■ Your assignment: Output what the records say, word for word, with no images.

== == ==

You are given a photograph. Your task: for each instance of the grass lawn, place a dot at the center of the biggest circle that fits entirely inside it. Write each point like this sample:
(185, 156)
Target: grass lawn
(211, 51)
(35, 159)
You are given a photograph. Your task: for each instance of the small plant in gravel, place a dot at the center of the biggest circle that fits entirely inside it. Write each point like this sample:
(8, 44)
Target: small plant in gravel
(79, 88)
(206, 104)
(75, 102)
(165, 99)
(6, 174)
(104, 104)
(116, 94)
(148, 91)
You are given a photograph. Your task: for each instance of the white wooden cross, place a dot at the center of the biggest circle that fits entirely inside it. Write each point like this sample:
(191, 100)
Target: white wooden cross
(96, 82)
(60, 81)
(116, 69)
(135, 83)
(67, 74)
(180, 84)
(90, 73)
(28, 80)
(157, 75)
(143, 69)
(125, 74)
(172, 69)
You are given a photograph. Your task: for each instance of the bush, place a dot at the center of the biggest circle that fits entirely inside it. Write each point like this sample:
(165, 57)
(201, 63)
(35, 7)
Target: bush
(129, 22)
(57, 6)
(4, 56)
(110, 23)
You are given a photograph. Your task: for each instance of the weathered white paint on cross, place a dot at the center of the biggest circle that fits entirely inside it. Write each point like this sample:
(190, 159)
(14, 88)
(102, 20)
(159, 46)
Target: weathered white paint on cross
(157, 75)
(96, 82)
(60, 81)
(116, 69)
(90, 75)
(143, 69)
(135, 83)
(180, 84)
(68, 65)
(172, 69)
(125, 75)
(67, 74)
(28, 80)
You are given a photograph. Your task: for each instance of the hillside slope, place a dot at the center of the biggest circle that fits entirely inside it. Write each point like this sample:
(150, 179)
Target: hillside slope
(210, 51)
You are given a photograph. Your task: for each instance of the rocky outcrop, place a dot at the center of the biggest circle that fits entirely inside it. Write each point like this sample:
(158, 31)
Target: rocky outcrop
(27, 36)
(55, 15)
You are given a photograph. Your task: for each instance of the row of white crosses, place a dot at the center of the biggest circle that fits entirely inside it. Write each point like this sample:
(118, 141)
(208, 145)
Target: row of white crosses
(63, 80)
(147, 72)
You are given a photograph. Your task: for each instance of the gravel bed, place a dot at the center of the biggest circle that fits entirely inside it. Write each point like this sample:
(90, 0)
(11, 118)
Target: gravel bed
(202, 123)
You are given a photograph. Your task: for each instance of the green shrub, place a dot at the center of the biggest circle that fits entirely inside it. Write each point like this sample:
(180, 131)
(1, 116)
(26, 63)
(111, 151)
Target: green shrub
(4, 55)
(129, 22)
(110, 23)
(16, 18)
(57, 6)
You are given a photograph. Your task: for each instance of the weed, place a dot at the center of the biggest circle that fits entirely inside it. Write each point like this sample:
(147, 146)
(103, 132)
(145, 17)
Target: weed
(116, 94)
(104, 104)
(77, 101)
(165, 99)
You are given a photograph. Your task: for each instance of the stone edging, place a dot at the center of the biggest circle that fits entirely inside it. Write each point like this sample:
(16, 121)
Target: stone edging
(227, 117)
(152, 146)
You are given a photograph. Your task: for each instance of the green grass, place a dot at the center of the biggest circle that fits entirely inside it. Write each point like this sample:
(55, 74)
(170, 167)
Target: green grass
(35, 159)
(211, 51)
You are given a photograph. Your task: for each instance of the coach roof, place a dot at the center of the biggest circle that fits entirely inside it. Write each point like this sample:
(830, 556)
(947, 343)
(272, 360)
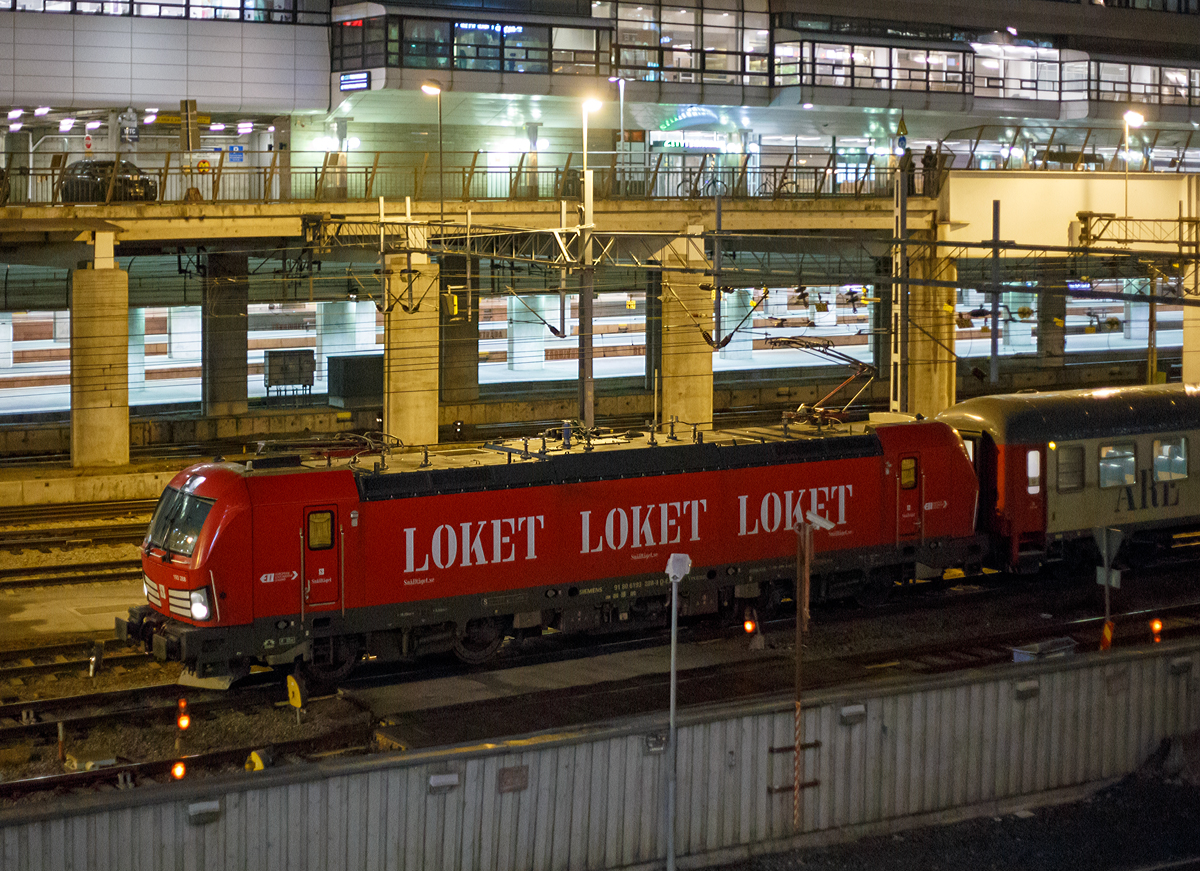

== == ==

■ Exercise answer:
You are given a photograph. Your task: for each instance of the grass lawn, place a dot at the center of the biggest circle that fits entirely inside it. Write each point like this sample:
(185, 156)
Target: grass lawn
(211, 51)
(35, 159)
You are given a photograph. Your task: for each instance of the small plant in gravel, place a dot at the center of the biggest circle that fits entirely inside it. Write each point like this sample:
(8, 44)
Target: small plant in gravel
(79, 88)
(206, 104)
(75, 102)
(165, 99)
(6, 174)
(104, 104)
(116, 94)
(148, 91)
You are given a photograph. Your task: for each instance of the white wooden cross, place a dot at the center of the biggest circle that fits entirely inside it. Write each point like this sample:
(191, 100)
Target: white wooden cross
(96, 82)
(60, 81)
(116, 69)
(135, 83)
(67, 74)
(180, 84)
(90, 73)
(28, 80)
(157, 75)
(143, 69)
(125, 74)
(172, 69)
You are given a photograph. Your task: for each instance of the bush, place a dot at the center of the biggest circle that fits entirely inside it. Write each point like this sample:
(165, 57)
(201, 63)
(35, 7)
Target: bush
(129, 22)
(57, 6)
(4, 56)
(110, 23)
You are given a photograph. Your task: for each instance of the weathered white paint on cross, place a dot at the center of the biggest circle that fits entirely inside it. Write each point like this sample:
(190, 159)
(14, 88)
(102, 20)
(159, 46)
Target: weathered white paint on cross
(157, 75)
(96, 82)
(60, 81)
(116, 69)
(90, 75)
(143, 69)
(135, 83)
(180, 84)
(68, 65)
(172, 69)
(125, 75)
(67, 74)
(28, 80)
You are given a photograph. Your task: for each instance of the hillside slope, place a dot at the center of the biggest circle that fits entirely inside it. Write each point like this sample:
(150, 179)
Target: hillside slope
(210, 51)
You are given a photograph. Your task: for each instance of the rocky outcrop, place a dot at the center of the biggest circle that fits entirely inside it. Write each point like this sample:
(158, 31)
Target: rocky outcrop
(27, 36)
(55, 15)
You are given a photograph. Your task: for each instance of the row of white crosses, place a dot at the center of the biggest circle that fits entirely inside it. Write each point like this sample:
(118, 141)
(208, 145)
Target: row of white crosses
(63, 80)
(147, 72)
You are given a photograph. Your task: for each instance of the gravel bed, place a dot at the center of the biggest circle that fits entirely inside it. Write each point like this sample:
(90, 0)
(11, 118)
Target: gravel bed
(202, 123)
You are given a photograph. Your task: for each instance of the green shrub, place a dot at the center of the biggest circle that fits entirely inside it. Write each point like this sample:
(180, 131)
(1, 116)
(26, 63)
(111, 151)
Target: green shrub
(4, 55)
(129, 22)
(110, 23)
(16, 18)
(57, 6)
You are given a photograph. Your task: for each instance of the weed, place a dot at the center of the biggest circle that fits entirely inside it. Write each point like this sample:
(147, 146)
(103, 132)
(145, 17)
Target: weed
(116, 94)
(104, 104)
(77, 101)
(165, 99)
You are given a photograph. Your task: for each instance of the stone edging, place a dot at the center of the biggest circle that fits entirely inside it. Write each point like this sample:
(16, 121)
Target: stone edging
(227, 117)
(152, 146)
You are given a photograph. Your task: for each instance of the green grass, place a dot at the center of the biggest circle that fits entirely inside it. Write each point like this sample:
(55, 74)
(170, 167)
Target: green grass
(35, 159)
(211, 51)
You are given a photograph. Your task: for each instance of the coach roof, place a dot at the center of the biggest circle that fits entirely inside it. Write each point like this sample:
(830, 556)
(947, 343)
(272, 360)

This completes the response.